What is expected: Please rewrite the lines below, replacing "black rubber tire" with "rubber tire" and leaving everything else unchanged.

Available data:
_ _ _
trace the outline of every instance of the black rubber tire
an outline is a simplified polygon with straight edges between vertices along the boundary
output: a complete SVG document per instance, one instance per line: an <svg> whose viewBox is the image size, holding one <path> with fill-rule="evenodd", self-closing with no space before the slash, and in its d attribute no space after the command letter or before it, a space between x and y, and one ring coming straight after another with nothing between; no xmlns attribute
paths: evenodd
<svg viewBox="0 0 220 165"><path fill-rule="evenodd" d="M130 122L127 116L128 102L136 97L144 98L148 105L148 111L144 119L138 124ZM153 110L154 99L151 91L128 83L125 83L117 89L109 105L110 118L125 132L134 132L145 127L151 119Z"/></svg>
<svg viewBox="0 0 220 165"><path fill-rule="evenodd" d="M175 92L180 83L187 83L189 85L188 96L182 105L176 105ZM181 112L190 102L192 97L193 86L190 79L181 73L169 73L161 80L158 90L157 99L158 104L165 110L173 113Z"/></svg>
_ _ _
Result for this task:
trace the outline of every instance of the rubber tire
an outline is a simplified polygon with straight edges between vertices along the boundary
output: a complete SVG document per instance, one instance per line: an <svg> whose viewBox is the image size, holding one <path> with fill-rule="evenodd", self-closing with no space before the slash, and in its d attribute no space after the command letter or before it, a space between x and y, and one ring coming straight after another with nothing between; no xmlns attribute
paths: evenodd
<svg viewBox="0 0 220 165"><path fill-rule="evenodd" d="M130 122L127 116L128 102L136 97L144 98L148 105L148 111L144 119L138 124ZM153 110L154 99L151 91L128 83L125 83L117 89L109 105L110 118L125 132L134 132L145 127L151 119Z"/></svg>
<svg viewBox="0 0 220 165"><path fill-rule="evenodd" d="M175 92L180 83L187 83L189 85L188 96L182 105L176 105ZM181 112L190 102L192 97L193 86L190 79L181 73L169 73L161 80L158 90L157 99L158 104L165 110L173 113Z"/></svg>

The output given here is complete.